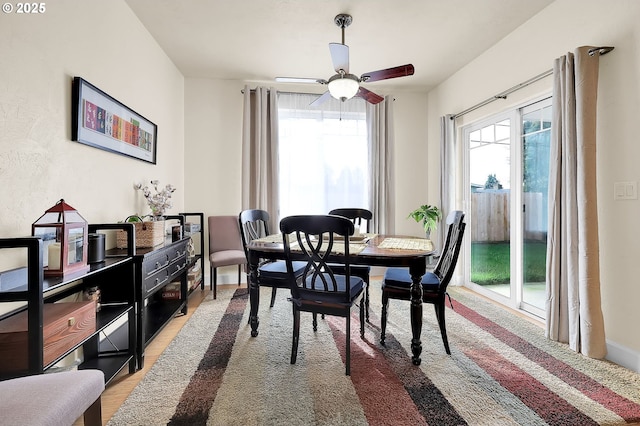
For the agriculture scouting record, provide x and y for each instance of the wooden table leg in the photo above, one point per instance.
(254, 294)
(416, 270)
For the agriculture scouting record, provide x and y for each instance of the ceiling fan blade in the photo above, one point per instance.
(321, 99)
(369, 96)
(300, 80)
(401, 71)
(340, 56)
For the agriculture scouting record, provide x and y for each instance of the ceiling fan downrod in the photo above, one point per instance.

◇ ◇ ◇ ◇ ◇

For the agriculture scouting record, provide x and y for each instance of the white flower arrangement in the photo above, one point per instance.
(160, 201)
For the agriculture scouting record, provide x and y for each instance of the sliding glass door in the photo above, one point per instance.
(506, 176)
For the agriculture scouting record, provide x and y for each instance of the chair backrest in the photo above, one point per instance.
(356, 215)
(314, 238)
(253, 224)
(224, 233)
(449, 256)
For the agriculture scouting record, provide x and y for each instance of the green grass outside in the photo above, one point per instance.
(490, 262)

◇ ◇ ◇ ◇ ◇

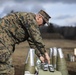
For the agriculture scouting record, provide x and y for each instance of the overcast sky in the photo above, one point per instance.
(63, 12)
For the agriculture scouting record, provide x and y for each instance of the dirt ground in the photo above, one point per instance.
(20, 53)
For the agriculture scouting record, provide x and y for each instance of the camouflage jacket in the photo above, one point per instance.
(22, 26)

◇ ◇ ◇ ◇ ◇

THE PROBLEM: Within the data above, the lines from the one with "of the wooden" to the one with "ceiling fan downrod" must be repeated exactly; no other line belongs in the answer.

TASK ANSWER:
For the agriculture scouting record, provide x and y for each instance of the wooden table leg in the photo above, one point per instance.
(254, 294)
(416, 270)
For the agriculture scouting record, provide x and y for each instance of the ceiling fan blade in the photo above, one point per instance.
(321, 99)
(369, 96)
(300, 80)
(401, 71)
(340, 56)
For the agriculture scouting record, provide x and y for each instance of the ceiling fan downrod in the photo above, one point per instance.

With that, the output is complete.